[START OF Source passage]

Ministry of Tourism

Ministry overview
- Formed: 24 December 1986
- Jurisdiction: Government of Uruguay
- Headquarters: Montevideo
- Minister responsible: Pablo Menoni;
- Deputy Minister responsible: Ana Claudia Caram;
- Website: www.gub.uy/ministerio-turismo/

= Ministry of Tourism (Uruguay) =

Government ministry of Uruguay

The Ministry of Tourism (Ministerio de Turismo, MINTUR) of Uruguay is a ministry of the Government of Uruguay that is responsible for guiding, stimulating, promoting, regulating, researching and controlling tourism and activities and services directly related to it. It is also responsible for generating the conditions for Tourism to be accessible, planning the development of training and training in this economic activity, and promoting the development of infrastructure and accessibility conditions. This department of government promotes in the tourist activity the approaches of gender, ethnic-racial, sexual diversity, disability.

The Ministry is headquartered in the Rambla 25 De Agosto in Ciudad Vieja, Montevideo. The current Minister of Tourism is Pablo Menoni, who has held the position since March 1, 2025. Tourism is the second most important economic activity in the country, after livestock. The Ministry acts under the motto "Uruguay Natural".

== History ==
=== Creation ===
The Ministry of Tourism was created on December 24, 1986, in article No. 83 of Law No. 15,851, promulgated that day. It included the national tourism policy; the promotion of tourism industries; the regime, coordination and control of tourism; the promotion of tourism to the country and within it; tourist infrastructure, promotion, regime and registration of tourism service providers.

=== Historical evolution ===
In 1967, the Ministry of Transportation, Communications and Tourism was created, which absorbs the National Tourism Commission (created in 1933) and the National Tourism Directorate is established. In 1974 the regulation of tourism becomes the responsibility of the Ministry of Industry, Energy. On December 23 of that year, Law No. 14,335 was promulgated, where Tourism is declared as “an activity of public interest and as a factor of economic and social development” and the Executive Power is also obliged to establish and direct the national policy of tourism. After that legislation, the National Tourism Directorate became in control of the tourist activity, through a National Tourism Council.

[END OF Source passage]

Prompt 1 — According to the passage on Uruguay's Ministry of Tourism, since what date has Pablo Menoni been Minister of Tourism?
Prompt 2 — Repeat word for word the part of the passage on Uruguay's Ministry of Tourism starting with "The Ministry is" and going on through "tourism service providers.".

[START OF Supplied records]

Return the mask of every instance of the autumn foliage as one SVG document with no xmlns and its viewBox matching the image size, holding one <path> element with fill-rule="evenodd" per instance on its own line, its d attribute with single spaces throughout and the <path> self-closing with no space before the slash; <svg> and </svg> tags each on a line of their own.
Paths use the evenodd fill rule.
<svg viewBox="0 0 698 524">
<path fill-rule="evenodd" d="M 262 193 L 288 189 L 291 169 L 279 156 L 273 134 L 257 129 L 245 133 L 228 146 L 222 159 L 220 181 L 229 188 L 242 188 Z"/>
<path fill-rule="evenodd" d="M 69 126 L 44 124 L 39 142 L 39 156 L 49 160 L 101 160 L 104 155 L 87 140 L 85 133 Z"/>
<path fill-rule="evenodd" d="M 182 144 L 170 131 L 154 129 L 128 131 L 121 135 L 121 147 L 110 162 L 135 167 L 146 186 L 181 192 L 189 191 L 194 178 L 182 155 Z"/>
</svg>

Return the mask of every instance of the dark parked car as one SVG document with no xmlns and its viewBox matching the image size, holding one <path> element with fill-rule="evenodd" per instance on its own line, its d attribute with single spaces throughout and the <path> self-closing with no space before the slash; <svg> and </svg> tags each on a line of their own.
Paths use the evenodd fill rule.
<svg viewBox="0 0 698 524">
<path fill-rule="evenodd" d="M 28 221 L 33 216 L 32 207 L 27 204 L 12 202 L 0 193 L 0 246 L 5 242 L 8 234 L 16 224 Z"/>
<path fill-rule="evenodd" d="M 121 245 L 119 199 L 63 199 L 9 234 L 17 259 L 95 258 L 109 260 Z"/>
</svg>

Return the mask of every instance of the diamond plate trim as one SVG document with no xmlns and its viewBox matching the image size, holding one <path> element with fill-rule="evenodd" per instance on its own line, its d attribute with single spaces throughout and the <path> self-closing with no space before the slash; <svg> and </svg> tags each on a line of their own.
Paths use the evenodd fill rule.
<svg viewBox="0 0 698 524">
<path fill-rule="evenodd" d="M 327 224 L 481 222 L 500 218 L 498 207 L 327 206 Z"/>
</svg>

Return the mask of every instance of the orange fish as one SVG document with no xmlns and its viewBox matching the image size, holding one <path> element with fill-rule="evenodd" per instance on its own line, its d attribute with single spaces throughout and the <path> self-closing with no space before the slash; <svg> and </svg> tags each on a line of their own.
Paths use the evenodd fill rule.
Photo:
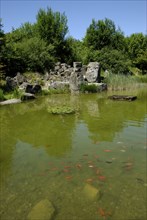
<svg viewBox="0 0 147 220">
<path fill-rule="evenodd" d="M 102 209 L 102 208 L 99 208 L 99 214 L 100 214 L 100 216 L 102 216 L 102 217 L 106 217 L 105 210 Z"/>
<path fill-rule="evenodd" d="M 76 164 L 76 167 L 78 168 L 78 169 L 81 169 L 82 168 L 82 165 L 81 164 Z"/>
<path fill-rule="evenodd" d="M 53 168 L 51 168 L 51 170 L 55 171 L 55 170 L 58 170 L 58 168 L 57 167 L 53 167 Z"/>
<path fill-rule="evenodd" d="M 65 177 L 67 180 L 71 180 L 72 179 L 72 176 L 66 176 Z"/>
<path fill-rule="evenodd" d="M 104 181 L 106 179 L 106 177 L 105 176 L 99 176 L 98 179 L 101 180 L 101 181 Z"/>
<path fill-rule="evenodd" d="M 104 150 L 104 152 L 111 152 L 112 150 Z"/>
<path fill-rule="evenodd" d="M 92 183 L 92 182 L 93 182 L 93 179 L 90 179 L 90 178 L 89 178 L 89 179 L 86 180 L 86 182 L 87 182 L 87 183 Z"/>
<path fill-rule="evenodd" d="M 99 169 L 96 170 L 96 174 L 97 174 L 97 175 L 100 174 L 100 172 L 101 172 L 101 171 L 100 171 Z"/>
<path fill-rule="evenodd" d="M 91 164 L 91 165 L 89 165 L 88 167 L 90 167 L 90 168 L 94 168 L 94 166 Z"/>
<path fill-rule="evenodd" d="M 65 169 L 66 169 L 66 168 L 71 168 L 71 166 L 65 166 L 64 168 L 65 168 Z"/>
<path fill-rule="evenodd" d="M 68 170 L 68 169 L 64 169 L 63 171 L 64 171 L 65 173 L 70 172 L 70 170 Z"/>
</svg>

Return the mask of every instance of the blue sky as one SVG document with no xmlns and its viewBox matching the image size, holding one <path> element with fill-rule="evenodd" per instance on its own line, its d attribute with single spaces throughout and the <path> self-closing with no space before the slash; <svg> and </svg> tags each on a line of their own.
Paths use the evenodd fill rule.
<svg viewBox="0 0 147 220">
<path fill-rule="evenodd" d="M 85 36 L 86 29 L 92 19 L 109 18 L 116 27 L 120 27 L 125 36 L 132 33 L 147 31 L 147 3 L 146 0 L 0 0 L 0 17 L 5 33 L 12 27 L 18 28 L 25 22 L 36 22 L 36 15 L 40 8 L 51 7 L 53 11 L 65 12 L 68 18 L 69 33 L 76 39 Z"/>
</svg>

[END OF Supplied records]

Response 1 — March 1, 2025

Response 2 —
The Ministry is headquartered in the Rambla 25 De Agosto in Ciudad Vieja, Montevideo. The current Minister of Tourism is Pablo Menoni, who has held the position since March 1, 2025. Tourism is the second most important economic activity in the country, after livestock. The Ministry acts under the motto "Uruguay Natural".

== History ==
=== Creation ===
The Ministry of Tourism was created on December 24, 1986, in article No. 83 of Law No. 15,851, promulgated that day. It included the national tourism policy; the promotion of tourism industries; the regime, coordination and control of tourism; the promotion of tourism to the country and within it; tourist infrastructure, promotion, regime and registration of tourism service providers.